Dataset records about object locations:
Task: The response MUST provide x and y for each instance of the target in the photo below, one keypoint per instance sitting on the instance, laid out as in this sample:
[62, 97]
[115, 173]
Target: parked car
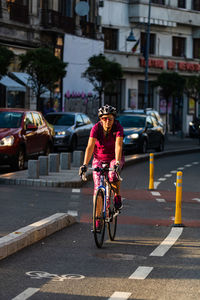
[141, 132]
[72, 129]
[149, 112]
[23, 134]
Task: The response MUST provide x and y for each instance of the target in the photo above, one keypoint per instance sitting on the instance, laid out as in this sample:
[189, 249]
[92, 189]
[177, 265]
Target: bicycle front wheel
[98, 218]
[112, 224]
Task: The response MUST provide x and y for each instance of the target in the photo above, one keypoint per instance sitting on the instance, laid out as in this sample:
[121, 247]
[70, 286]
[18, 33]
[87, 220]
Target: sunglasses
[107, 119]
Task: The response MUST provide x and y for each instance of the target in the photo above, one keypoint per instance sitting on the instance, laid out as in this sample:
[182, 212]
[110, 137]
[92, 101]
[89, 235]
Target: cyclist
[105, 144]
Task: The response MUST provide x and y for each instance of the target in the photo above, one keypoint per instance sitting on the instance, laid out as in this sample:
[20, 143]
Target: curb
[32, 233]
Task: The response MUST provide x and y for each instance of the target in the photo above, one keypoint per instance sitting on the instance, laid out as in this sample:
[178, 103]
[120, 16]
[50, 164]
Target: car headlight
[7, 141]
[61, 133]
[133, 136]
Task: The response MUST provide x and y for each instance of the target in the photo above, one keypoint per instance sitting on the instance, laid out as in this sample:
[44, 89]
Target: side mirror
[31, 127]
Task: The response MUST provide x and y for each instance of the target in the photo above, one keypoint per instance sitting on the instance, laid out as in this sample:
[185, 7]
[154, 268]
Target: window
[110, 38]
[151, 45]
[181, 3]
[158, 1]
[196, 48]
[196, 5]
[178, 46]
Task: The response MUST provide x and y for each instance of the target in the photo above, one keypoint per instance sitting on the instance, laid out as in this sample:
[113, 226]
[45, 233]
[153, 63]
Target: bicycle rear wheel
[112, 224]
[98, 218]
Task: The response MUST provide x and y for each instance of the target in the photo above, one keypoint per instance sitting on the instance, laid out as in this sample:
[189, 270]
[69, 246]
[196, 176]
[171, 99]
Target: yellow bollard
[178, 217]
[151, 171]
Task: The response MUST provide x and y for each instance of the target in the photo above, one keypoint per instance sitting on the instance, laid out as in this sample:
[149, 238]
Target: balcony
[88, 29]
[18, 13]
[51, 18]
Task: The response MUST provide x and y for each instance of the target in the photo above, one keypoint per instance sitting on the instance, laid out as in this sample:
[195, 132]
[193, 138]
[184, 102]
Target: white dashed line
[168, 242]
[26, 294]
[120, 296]
[76, 190]
[155, 193]
[160, 200]
[141, 273]
[162, 179]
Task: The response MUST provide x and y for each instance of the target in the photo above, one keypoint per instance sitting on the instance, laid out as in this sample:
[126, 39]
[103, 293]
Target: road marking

Prompt ::
Every line of the material is to be quoted exactly, with no pictures carried over.

Correct response ::
Task: The response MUST provide x and y for each instance of the target in the photo below, one keypoint per instance sitting on the instance, laid out as in this sample:
[62, 97]
[115, 173]
Target: parked car
[141, 132]
[72, 129]
[149, 112]
[23, 134]
Task: The response MUST provide x and y for each instance of the target in the photo above, one keypoint per instance sitting on the instance, laid out as in this sample:
[189, 249]
[92, 189]
[177, 265]
Target: bicycle front wheel
[98, 218]
[112, 224]
Task: The response MUST provide x and y for each instance of the target in the photo above, one keypoint per instance sitting on the instance, laid out as in this sample:
[121, 247]
[70, 286]
[18, 33]
[87, 220]
Target: sunglasses
[107, 119]
Task: The response MUST provide x and y for each instance of the target in the photo above, one keypoint per instance sitting on the instance, laid out as in this sample:
[182, 212]
[110, 137]
[92, 101]
[89, 235]
Target: cyclist
[105, 144]
Task: The response MUST provide x and y for each instance of the target in the photo above, one keypoint per instance sitting on the instance, laid out as in this sample:
[20, 143]
Target: curb
[32, 233]
Task: The response MUST provide x and y for each instance of the target in the photo above, one keypoint per instance sitting on the instance, laid out as in this sample:
[178, 103]
[120, 16]
[50, 164]
Target: car headlight
[7, 141]
[61, 133]
[133, 136]
Task: The response MUST provide x and y for each instance of the target in the photo above, one keypoint per instance sitting on the instance, laid out as in this sample:
[44, 89]
Target: side mirror
[31, 127]
Task: The response MUST provide x and y for each instance of the target in the photo above, one keypoint per instance sitting on the instance, laid out as in this sample:
[185, 7]
[154, 268]
Target: window
[110, 38]
[151, 45]
[181, 3]
[158, 1]
[196, 48]
[196, 5]
[178, 46]
Task: The response MUST provide x and y for each instance of the target in the photo above, one keypoint per instance sitting on the instance, laid out as in this sample:
[113, 226]
[45, 233]
[153, 63]
Target: bicycle rear wheel
[112, 224]
[98, 218]
Task: The response MUST provide x and y for each instance of the target in the photo above, one keypoint per instance sitting on the instance, laid out as in this sample:
[189, 270]
[69, 246]
[196, 176]
[171, 99]
Target: yellow bollard
[178, 217]
[151, 171]
Task: The response MUST provide x and y for each instance of the target in the photo above, one keypoint per instance sitting on the instance, laid out as in this sample:
[149, 238]
Target: balcony
[88, 29]
[18, 13]
[51, 18]
Task: The response MUST provide x and y for each instance of the target in the photo above, one keypoint per instance sitting on the instance, laid out as in this sample:
[195, 132]
[193, 138]
[184, 102]
Target: white dashed line
[168, 242]
[26, 294]
[120, 296]
[76, 190]
[155, 193]
[160, 200]
[141, 273]
[162, 179]
Task: The response MUST provide x and y for each instance of the target in the photo above, one keypoint per instance sitting on the instance, laid out as in this sample:
[126, 39]
[103, 293]
Target: road marking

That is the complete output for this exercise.